▶ [EXERCISE GOAL]
Continue the profile of Aiden Alp from the point where it stops.

▶ [SOURCE DOCUMENT]
■ ■ ■ ■ ■ ■ ■
Aiden Alp
Aiden Alp is a cyber security and AI governance professional with over 25 years of experience spanning healthcare, manufacturing, finance, higher education, and the public sector. He holds an MBA (Executive) from the Australian Graduate School of Management (AGSM) at UNSW, a Master of Information Security from Royal Holloway, University of London, and a Bachelor of Computer Engineering (Software). He is a Certified Information Systems Security Professional (CISSP), an ISO 27001 Lead Auditor, an ISO 42001 Lead Implementer for AI management systems, a PECB Certified AI Professional, and a Lead SOC 2 Analyst.
For seven years, Aiden served as Cyber Security Manager for NSW Health at the Sydney Local Health District, one of Australia’s largest public health organisations. He designed and maintained the security architecture protecting more than 14,000 staff and over seven million patient records, working across the SOCI Act, DISP, Essential Eight, NIST, and ISO 27001. A significant part of that role involved evaluating and governing AI-enabled clinical technologies — assessing how machine learning models were being embedded into patient care systems, what risks they introduced around data quality and decision accountability, and how to build management systems that kept pace with rapid adoption. He chaired board-level security committees and led incident response planning to ISO 27035 and NIST standards. During the same period, he served as Advisor and Cyber Security Program Board Member for the Parliament of New South Wales, advising on public-sector cyber and AI risk strategy across multiple jurisdictions.
Before joining the health sector, Aiden spent four years at Sasol Polymers, a $2 billion global polymer manufacturer, where he managed manufacturing execution systems (MES), ERP integrations, and OT/SCADA security across Emerson DeltaV and Yokogawa platforms. He led the organisation’s operational response to the Stuxnet incident — an experience that influenced his understanding of what happens when automated systems operating inside safety-critical environments are compromised, and one that directly informs his current thinking about how autonomous AI agents need to be governed with the same rigour we apply to industrial control systems.
■ ■ ■ ■ ■ ■ ■
▶ [Image point grounding data]

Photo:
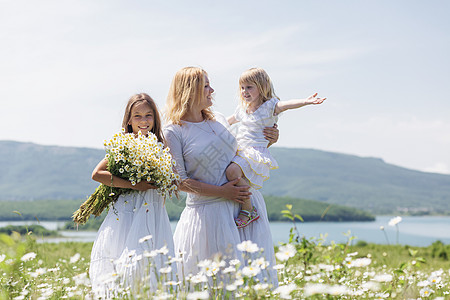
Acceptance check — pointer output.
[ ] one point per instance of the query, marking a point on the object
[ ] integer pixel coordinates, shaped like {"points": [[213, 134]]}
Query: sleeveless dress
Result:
{"points": [[206, 227], [253, 156], [125, 251]]}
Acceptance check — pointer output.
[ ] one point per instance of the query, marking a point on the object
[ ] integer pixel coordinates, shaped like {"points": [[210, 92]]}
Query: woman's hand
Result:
{"points": [[271, 134], [143, 186], [235, 193]]}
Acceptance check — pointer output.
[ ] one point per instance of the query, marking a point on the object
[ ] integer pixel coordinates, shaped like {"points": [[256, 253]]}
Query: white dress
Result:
{"points": [[253, 156], [123, 254], [206, 226]]}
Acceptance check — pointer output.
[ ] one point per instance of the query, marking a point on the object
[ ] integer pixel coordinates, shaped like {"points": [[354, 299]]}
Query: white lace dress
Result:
{"points": [[253, 156], [206, 226], [132, 245]]}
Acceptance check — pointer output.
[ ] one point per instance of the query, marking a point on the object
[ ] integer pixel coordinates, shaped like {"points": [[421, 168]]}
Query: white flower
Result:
{"points": [[278, 267], [371, 285], [145, 238], [153, 253], [81, 279], [28, 256], [251, 271], [199, 278], [38, 272], [395, 221], [248, 246], [286, 252], [198, 295], [383, 278], [285, 290], [166, 270], [335, 290], [75, 258], [360, 262]]}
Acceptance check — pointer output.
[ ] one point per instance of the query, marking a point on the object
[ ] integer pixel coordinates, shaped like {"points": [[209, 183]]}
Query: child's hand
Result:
{"points": [[313, 99]]}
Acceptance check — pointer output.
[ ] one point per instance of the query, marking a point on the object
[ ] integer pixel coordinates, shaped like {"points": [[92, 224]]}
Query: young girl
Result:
{"points": [[259, 108], [137, 225]]}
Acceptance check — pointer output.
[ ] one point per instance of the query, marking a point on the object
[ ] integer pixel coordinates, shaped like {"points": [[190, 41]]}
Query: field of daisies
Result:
{"points": [[307, 269]]}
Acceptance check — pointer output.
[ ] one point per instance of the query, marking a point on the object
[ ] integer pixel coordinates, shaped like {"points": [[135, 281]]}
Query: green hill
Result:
{"points": [[36, 172]]}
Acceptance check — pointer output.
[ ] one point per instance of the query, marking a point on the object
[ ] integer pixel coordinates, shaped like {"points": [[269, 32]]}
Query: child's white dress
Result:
{"points": [[124, 254], [253, 156]]}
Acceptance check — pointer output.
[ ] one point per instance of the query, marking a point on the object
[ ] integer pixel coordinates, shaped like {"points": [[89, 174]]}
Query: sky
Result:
{"points": [[67, 69]]}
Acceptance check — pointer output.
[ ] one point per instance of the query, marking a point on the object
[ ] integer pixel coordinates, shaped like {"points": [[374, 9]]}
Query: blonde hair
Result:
{"points": [[143, 98], [261, 80], [186, 90]]}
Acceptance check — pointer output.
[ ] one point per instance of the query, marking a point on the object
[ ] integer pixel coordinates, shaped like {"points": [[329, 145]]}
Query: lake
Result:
{"points": [[414, 231]]}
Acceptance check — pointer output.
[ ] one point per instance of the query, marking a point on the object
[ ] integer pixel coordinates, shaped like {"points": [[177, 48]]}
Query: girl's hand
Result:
{"points": [[235, 193], [271, 134], [313, 99], [143, 186]]}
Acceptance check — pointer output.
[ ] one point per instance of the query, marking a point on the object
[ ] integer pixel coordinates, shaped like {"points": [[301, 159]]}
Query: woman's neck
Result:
{"points": [[193, 116]]}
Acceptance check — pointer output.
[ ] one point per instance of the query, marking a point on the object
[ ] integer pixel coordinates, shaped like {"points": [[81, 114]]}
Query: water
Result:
{"points": [[414, 231]]}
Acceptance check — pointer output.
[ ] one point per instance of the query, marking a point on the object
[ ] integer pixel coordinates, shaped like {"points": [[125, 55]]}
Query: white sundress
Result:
{"points": [[206, 227], [253, 156], [121, 256]]}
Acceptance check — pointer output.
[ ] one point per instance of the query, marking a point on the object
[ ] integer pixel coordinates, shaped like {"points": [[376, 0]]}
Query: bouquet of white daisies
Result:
{"points": [[135, 158]]}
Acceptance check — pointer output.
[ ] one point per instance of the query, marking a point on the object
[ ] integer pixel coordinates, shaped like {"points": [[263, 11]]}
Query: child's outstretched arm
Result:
{"points": [[296, 103]]}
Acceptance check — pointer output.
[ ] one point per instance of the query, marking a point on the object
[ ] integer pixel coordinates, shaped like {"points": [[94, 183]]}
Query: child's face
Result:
{"points": [[142, 118], [250, 93]]}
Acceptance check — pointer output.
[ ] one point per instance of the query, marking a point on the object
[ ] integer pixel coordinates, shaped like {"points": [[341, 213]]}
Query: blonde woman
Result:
{"points": [[203, 148]]}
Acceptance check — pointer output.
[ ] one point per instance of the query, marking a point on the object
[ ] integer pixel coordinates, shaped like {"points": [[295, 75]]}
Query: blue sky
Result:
{"points": [[68, 68]]}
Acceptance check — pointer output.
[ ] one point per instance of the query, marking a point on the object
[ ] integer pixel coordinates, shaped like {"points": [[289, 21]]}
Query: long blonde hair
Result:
{"points": [[261, 80], [186, 90]]}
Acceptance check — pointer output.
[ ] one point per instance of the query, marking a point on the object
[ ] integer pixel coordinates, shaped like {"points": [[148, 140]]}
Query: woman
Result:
{"points": [[203, 148]]}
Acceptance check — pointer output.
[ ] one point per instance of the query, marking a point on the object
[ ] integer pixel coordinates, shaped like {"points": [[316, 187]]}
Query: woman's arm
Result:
{"points": [[297, 103], [102, 175], [232, 120], [228, 191]]}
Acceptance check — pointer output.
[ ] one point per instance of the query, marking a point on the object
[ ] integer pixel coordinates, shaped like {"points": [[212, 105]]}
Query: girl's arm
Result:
{"points": [[296, 103], [228, 191], [102, 175], [232, 120]]}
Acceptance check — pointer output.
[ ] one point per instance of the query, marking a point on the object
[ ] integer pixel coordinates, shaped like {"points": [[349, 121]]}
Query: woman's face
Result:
{"points": [[142, 118], [207, 94]]}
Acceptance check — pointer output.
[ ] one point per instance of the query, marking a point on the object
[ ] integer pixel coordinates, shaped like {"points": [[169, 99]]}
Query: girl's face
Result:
{"points": [[142, 118], [250, 94], [207, 94]]}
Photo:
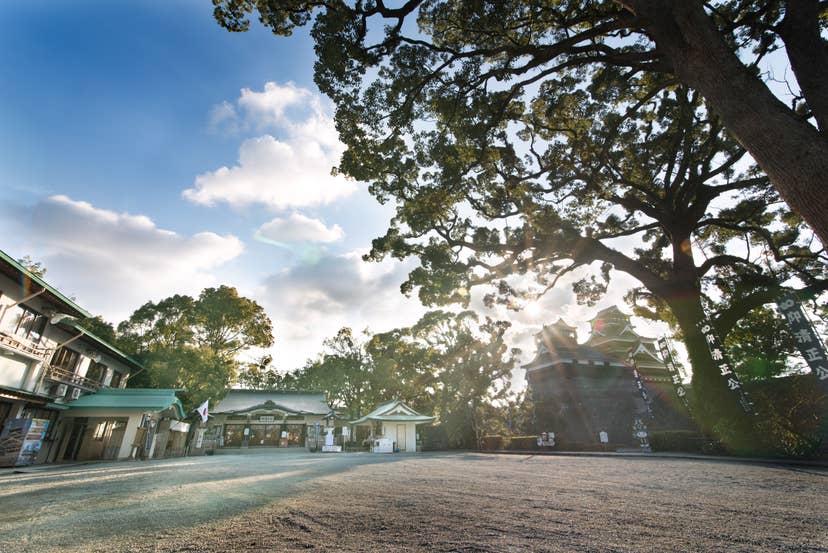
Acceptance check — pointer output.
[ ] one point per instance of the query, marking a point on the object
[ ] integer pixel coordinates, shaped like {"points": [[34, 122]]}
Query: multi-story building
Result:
{"points": [[48, 364], [582, 392]]}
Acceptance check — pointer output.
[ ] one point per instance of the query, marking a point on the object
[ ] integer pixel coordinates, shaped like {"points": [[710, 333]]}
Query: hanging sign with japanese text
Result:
{"points": [[669, 359], [640, 385], [809, 344], [717, 352]]}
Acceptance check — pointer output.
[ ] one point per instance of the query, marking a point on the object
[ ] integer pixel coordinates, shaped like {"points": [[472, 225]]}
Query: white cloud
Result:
{"points": [[291, 171], [311, 302], [275, 173], [114, 262], [268, 107], [299, 228], [222, 115]]}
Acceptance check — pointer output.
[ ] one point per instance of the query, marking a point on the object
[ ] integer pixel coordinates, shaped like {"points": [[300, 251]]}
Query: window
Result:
{"points": [[116, 379], [96, 372], [25, 322], [66, 359], [100, 431]]}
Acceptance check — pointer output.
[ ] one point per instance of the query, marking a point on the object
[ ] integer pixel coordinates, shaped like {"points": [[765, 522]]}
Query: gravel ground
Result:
{"points": [[429, 502]]}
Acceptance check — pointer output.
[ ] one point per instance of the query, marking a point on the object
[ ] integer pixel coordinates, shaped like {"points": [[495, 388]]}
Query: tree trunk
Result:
{"points": [[791, 151], [808, 54], [716, 408]]}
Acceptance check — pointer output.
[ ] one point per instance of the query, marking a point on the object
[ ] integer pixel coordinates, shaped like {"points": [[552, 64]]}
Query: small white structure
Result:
{"points": [[394, 427]]}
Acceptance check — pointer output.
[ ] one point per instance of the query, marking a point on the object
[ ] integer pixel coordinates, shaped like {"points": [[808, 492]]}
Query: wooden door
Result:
{"points": [[401, 429]]}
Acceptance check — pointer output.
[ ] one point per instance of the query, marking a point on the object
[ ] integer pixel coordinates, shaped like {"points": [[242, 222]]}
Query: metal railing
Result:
{"points": [[65, 376], [22, 345]]}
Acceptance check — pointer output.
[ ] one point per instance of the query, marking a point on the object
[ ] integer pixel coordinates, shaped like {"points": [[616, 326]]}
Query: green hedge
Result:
{"points": [[493, 443], [685, 441], [523, 443]]}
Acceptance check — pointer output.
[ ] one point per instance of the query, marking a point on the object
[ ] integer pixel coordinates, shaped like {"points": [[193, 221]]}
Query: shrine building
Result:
{"points": [[580, 391]]}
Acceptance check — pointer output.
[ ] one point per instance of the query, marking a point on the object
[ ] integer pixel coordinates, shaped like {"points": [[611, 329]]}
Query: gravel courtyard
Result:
{"points": [[296, 501]]}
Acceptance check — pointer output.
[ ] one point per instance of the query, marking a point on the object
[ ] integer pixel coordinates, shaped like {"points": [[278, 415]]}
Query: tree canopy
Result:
{"points": [[388, 68], [449, 364], [193, 343], [541, 138]]}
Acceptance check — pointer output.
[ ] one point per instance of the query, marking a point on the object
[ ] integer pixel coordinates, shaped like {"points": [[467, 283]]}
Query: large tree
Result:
{"points": [[194, 343], [485, 60]]}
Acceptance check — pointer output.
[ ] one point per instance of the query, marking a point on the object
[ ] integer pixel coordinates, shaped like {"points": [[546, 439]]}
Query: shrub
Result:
{"points": [[523, 443], [494, 443], [685, 441]]}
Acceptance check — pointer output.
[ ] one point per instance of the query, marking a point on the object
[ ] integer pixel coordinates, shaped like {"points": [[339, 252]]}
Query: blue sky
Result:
{"points": [[145, 151]]}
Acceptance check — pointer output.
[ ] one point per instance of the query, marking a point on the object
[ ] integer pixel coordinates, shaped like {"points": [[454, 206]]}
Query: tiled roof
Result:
{"points": [[237, 401]]}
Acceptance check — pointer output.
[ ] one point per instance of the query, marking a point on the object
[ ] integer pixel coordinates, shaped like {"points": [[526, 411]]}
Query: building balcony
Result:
{"points": [[22, 346], [65, 376]]}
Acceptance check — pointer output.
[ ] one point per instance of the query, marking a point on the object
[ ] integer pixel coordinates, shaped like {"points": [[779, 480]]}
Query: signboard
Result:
{"points": [[11, 440], [809, 344], [717, 353], [641, 434], [33, 441], [546, 439], [640, 385], [669, 358], [179, 426]]}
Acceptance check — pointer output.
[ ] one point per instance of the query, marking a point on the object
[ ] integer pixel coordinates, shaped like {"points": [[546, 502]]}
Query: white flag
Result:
{"points": [[202, 410]]}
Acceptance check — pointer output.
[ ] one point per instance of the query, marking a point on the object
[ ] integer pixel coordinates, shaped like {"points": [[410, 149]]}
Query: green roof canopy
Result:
{"points": [[12, 266], [101, 342], [131, 399], [393, 411]]}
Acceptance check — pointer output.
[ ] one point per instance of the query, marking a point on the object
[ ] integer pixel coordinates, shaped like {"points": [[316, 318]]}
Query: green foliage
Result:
{"points": [[761, 346], [192, 343], [100, 328], [791, 409], [35, 267], [557, 140], [684, 441], [523, 443], [449, 364]]}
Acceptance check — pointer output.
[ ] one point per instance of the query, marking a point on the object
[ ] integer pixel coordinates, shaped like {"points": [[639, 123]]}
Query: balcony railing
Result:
{"points": [[23, 346], [65, 376]]}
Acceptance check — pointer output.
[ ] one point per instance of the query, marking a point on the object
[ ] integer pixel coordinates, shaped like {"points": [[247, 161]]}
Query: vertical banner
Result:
{"points": [[640, 385], [717, 352], [809, 344], [669, 358]]}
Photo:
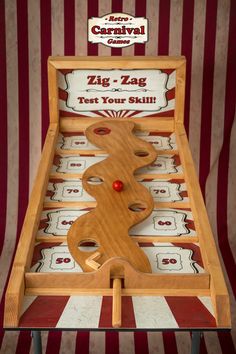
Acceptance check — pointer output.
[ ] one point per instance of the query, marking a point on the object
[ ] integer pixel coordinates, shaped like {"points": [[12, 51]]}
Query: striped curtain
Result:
{"points": [[202, 30]]}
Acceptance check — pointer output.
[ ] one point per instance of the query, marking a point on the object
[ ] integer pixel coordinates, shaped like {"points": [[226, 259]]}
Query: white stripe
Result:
{"points": [[171, 106], [196, 80], [153, 312], [13, 142], [97, 343], [176, 15], [152, 15], [183, 342], [218, 107], [34, 89], [126, 343], [81, 27], [68, 342], [220, 65], [81, 312], [57, 27], [155, 343], [104, 8]]}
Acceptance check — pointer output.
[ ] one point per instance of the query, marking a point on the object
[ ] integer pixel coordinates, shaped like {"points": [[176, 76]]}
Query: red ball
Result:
{"points": [[118, 185]]}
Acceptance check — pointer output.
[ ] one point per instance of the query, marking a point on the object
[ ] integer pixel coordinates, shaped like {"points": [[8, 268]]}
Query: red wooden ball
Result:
{"points": [[118, 185]]}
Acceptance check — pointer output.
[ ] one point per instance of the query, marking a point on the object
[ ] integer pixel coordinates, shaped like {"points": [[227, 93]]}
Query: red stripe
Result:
{"points": [[45, 311], [190, 310], [140, 11], [169, 343], [69, 27], [46, 48], [82, 343], [207, 91], [23, 343], [187, 42], [164, 27], [92, 12], [23, 109], [141, 343], [112, 343], [116, 7], [54, 342], [3, 130], [223, 169], [226, 342]]}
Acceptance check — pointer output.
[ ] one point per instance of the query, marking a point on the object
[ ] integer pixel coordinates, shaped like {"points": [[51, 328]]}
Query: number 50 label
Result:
{"points": [[169, 261]]}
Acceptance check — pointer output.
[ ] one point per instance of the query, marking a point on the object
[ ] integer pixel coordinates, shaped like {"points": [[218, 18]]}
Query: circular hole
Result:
{"points": [[94, 180], [141, 153], [102, 131], [88, 245], [137, 207]]}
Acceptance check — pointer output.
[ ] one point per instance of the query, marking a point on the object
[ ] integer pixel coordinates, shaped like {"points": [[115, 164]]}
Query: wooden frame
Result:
{"points": [[22, 282]]}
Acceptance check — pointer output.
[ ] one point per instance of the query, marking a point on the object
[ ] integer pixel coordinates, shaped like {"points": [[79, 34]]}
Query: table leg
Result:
{"points": [[37, 342], [195, 347]]}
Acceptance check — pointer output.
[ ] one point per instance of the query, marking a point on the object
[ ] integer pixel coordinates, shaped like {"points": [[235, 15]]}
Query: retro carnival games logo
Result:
{"points": [[118, 30]]}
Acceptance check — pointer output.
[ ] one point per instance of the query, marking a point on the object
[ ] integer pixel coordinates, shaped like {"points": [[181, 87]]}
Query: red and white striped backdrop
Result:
{"points": [[202, 30]]}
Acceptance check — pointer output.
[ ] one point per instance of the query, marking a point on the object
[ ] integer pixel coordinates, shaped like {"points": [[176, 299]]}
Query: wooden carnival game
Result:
■ ■ ■ ■ ■ ■ ■
▶ [ANSWER BOX]
Aiden’s research sits at the intersection of AI security and explainability, along with regulatory compliance. His master’s thesis at Royal Holloway examined privacy, transparency, and anonymity models in Australian public-sector data sharing. He is now developing a research programme focused on audit-grade explainability for agentic AI in regulated industries. His approach draws on ISO 42001, ISO 27001, SOC 2, NIST AI RMF, and ACSC ISM to map regulatory expectations onto measurable AI lifecycle checkpoints.
Aiden is a Partner of the Australian Cyber Security Centre and a member of ISACA. In February 2024, he was a panellist at CISO Sydney, presenting on evaluating AI for defender advantage and governing its use within enterprise security. His current professional focus brings together 21 CFR Part 11 compliance, computerised system validation under GAMP 5, together with the broader question of how cyber security governance frameworks need to evolve as AI agents become embedded in the regulated systems that manage our electronic records, quality processes, and patient safety controls.